▶ Direction:
Transcribe every line word for word, from the line containing "eyeglasses in this photo." down to the last line of the items.

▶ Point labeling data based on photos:
>>>
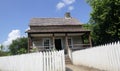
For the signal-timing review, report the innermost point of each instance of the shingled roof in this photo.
(53, 21)
(56, 25)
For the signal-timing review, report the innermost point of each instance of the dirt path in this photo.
(80, 68)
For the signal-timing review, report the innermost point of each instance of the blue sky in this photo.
(16, 14)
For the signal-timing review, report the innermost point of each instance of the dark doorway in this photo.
(58, 45)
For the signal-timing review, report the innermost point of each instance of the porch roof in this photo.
(65, 30)
(53, 21)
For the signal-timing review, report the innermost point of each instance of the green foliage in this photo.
(19, 46)
(106, 17)
(2, 53)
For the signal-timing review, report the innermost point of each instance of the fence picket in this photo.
(105, 57)
(42, 61)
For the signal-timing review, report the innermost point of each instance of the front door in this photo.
(58, 44)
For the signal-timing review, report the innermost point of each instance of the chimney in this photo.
(67, 15)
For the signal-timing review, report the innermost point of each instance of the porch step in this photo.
(67, 60)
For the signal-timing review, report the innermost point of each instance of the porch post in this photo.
(66, 42)
(90, 42)
(29, 43)
(53, 41)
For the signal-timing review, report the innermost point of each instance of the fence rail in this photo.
(105, 57)
(42, 61)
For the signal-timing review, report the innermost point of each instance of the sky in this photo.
(15, 15)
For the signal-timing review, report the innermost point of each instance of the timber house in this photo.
(57, 34)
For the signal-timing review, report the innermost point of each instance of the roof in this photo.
(53, 21)
(65, 30)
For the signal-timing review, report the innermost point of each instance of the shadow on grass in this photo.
(68, 69)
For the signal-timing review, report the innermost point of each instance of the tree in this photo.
(106, 19)
(19, 46)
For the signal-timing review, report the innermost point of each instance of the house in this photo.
(57, 34)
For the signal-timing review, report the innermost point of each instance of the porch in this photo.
(59, 41)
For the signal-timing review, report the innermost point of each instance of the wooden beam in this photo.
(53, 41)
(66, 43)
(90, 42)
(29, 43)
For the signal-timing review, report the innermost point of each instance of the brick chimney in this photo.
(67, 15)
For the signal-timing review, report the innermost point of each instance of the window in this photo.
(70, 44)
(46, 43)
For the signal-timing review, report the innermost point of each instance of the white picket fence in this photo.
(105, 57)
(41, 61)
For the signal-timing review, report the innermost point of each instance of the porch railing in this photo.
(80, 46)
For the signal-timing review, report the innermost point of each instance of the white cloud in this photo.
(68, 1)
(14, 34)
(70, 8)
(65, 3)
(60, 5)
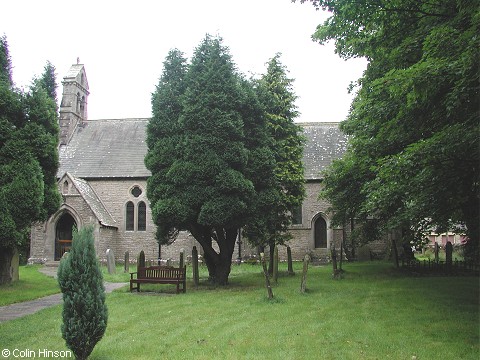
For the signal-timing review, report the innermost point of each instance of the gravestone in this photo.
(195, 266)
(436, 250)
(290, 262)
(336, 274)
(448, 255)
(303, 285)
(265, 275)
(126, 266)
(182, 256)
(275, 264)
(363, 253)
(110, 261)
(141, 259)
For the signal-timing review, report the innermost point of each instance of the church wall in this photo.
(37, 243)
(115, 194)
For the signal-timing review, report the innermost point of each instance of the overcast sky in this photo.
(124, 43)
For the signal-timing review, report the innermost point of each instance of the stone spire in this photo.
(73, 108)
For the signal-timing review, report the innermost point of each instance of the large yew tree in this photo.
(414, 125)
(277, 97)
(203, 164)
(28, 160)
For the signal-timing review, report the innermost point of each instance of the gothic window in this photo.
(78, 103)
(136, 191)
(65, 187)
(142, 216)
(82, 106)
(297, 215)
(129, 216)
(320, 233)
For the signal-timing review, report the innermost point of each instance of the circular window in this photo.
(136, 191)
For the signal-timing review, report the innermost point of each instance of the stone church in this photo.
(102, 179)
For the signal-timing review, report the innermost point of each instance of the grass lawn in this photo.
(32, 285)
(373, 313)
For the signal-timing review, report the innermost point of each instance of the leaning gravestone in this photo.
(195, 266)
(110, 261)
(275, 264)
(448, 255)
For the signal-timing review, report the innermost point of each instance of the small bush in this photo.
(84, 310)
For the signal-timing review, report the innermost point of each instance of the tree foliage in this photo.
(84, 312)
(210, 153)
(28, 158)
(414, 122)
(276, 95)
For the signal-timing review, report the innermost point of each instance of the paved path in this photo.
(18, 310)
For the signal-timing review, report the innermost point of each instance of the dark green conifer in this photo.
(84, 310)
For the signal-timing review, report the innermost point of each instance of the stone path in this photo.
(15, 311)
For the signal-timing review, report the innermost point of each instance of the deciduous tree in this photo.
(414, 122)
(276, 94)
(28, 162)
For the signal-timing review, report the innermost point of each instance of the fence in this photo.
(455, 267)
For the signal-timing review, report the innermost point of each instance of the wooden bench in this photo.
(159, 275)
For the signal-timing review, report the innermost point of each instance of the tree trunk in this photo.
(9, 261)
(271, 250)
(218, 264)
(268, 286)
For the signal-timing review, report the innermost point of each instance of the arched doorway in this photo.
(320, 233)
(63, 235)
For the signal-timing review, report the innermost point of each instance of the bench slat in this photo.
(159, 275)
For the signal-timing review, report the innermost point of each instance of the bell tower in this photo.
(73, 108)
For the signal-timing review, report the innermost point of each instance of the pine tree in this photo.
(84, 310)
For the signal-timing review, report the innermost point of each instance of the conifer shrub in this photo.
(84, 310)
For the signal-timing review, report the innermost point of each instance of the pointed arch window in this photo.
(129, 216)
(320, 233)
(142, 216)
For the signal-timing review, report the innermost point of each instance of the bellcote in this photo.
(73, 108)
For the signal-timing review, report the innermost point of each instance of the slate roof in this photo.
(116, 149)
(106, 149)
(73, 71)
(325, 142)
(93, 201)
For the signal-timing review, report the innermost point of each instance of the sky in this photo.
(123, 45)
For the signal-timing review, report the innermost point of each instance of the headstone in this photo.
(110, 261)
(195, 266)
(182, 257)
(290, 262)
(275, 264)
(303, 285)
(265, 274)
(449, 255)
(141, 259)
(126, 266)
(436, 250)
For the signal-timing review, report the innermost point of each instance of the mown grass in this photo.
(374, 312)
(32, 285)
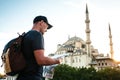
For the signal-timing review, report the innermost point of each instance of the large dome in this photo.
(74, 39)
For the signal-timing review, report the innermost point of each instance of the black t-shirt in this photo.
(33, 40)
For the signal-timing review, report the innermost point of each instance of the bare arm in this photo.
(43, 60)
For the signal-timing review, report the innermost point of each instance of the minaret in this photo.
(88, 41)
(111, 43)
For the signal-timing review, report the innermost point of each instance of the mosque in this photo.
(82, 53)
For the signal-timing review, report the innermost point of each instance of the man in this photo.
(33, 49)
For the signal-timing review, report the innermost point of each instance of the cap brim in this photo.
(49, 26)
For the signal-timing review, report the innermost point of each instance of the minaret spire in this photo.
(88, 41)
(111, 43)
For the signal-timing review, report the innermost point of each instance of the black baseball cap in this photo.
(39, 18)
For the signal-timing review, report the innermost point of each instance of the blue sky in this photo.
(68, 19)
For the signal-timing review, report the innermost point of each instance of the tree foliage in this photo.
(65, 72)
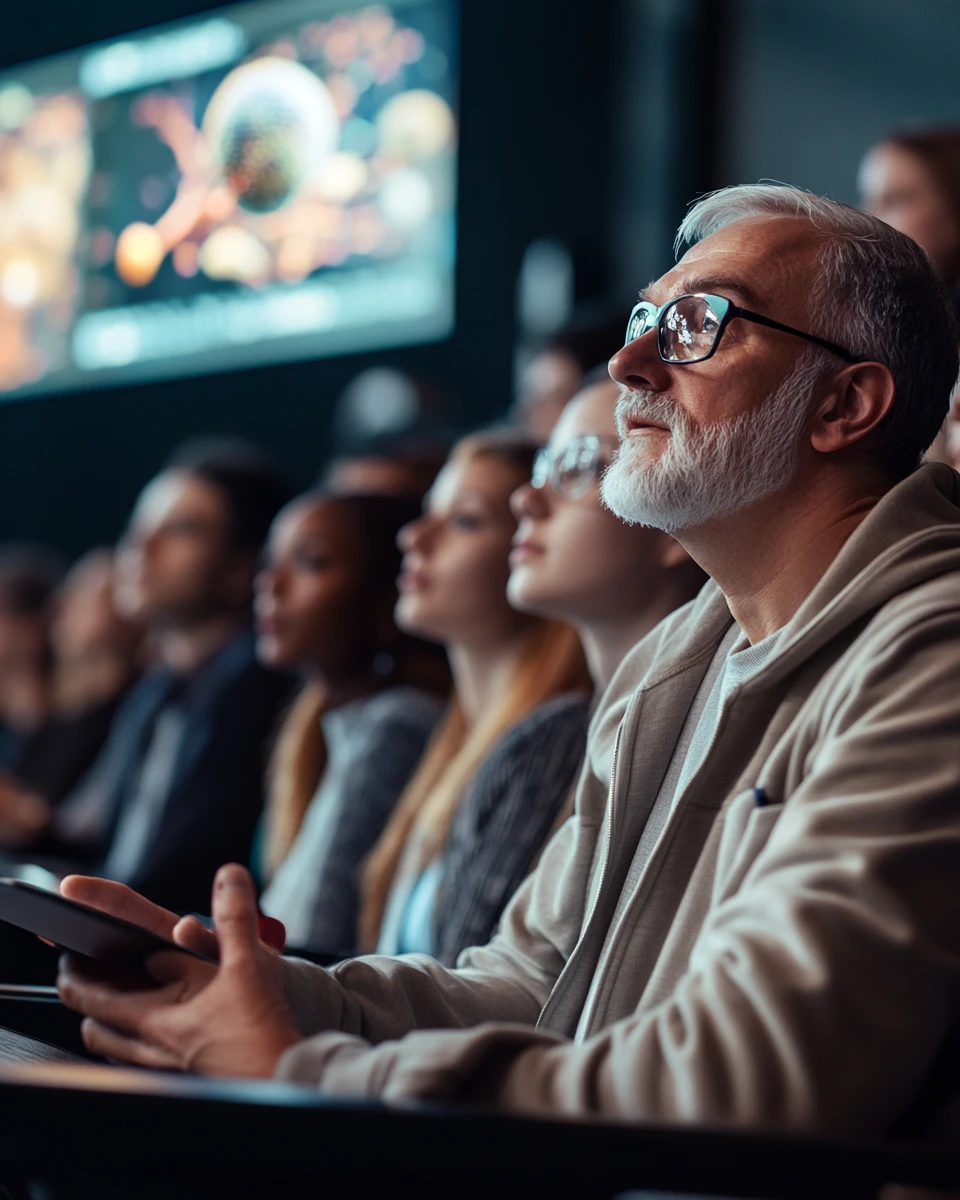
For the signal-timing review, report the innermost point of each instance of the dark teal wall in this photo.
(534, 157)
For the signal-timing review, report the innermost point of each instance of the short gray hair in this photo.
(876, 293)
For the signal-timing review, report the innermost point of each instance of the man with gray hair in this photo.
(751, 917)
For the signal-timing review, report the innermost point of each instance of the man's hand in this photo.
(23, 815)
(119, 900)
(229, 1019)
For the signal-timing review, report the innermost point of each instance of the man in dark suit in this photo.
(178, 789)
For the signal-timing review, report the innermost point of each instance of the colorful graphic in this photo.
(274, 181)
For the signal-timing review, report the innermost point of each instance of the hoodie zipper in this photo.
(571, 969)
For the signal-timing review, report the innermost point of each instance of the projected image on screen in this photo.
(271, 181)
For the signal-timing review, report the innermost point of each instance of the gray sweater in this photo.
(372, 748)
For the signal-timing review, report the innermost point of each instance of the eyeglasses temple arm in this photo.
(797, 333)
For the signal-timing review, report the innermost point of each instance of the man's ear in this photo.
(855, 403)
(671, 553)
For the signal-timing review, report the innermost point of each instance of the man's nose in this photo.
(639, 365)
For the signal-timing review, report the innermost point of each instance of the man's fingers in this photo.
(193, 935)
(273, 933)
(119, 900)
(235, 915)
(186, 973)
(111, 1000)
(109, 1043)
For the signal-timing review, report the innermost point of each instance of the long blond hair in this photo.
(549, 664)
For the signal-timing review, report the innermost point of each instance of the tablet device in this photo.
(75, 927)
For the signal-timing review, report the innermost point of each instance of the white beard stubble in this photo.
(711, 472)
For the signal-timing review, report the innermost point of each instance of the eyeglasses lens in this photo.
(637, 325)
(576, 468)
(688, 330)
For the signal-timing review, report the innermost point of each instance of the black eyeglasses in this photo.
(690, 327)
(573, 469)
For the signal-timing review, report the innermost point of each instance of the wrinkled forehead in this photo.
(765, 263)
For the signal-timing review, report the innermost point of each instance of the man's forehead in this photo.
(755, 261)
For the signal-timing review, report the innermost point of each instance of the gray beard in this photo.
(712, 472)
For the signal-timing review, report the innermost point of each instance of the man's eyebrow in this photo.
(719, 283)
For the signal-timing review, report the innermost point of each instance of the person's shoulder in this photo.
(558, 719)
(401, 708)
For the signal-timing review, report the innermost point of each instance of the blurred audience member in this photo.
(388, 466)
(29, 576)
(96, 658)
(912, 181)
(573, 561)
(178, 789)
(515, 730)
(325, 605)
(558, 370)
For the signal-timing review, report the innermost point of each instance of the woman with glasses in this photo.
(571, 561)
(514, 733)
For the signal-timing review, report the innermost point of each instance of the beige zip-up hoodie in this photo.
(790, 958)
<<<
▶ Answer below:
For the signal-timing review, report the innermost point of each instance of the black eyeglasses in this photo.
(690, 327)
(573, 469)
For the signal-timing review, report the innermost point of each instance of the wrinkled forehead in this photo.
(765, 263)
For the signal-timing review, report the innermost point of each instance of the man's forehead in this photo.
(755, 261)
For the signal-timing review, report the innermost point of each instance of the gray beard in this photo.
(712, 472)
For the signal-timing review, report the innermost point of each instance of the man's eyebrow in this photo.
(719, 283)
For the signal-timing review, report the innermost point of each instance of the person's shoulder in this photo.
(558, 719)
(401, 708)
For the signal-timing review, report the innermost point of each instance of the blurred audience member in this photo.
(388, 466)
(29, 576)
(96, 658)
(912, 181)
(573, 561)
(178, 789)
(515, 730)
(325, 605)
(558, 370)
For the signal-timing review, report the innermost point of each instance of the woman with glasses in this photo.
(571, 561)
(514, 733)
For the signal-timing review, report the innermost point of each instance of the beige zip-up hoodie in this photo.
(790, 958)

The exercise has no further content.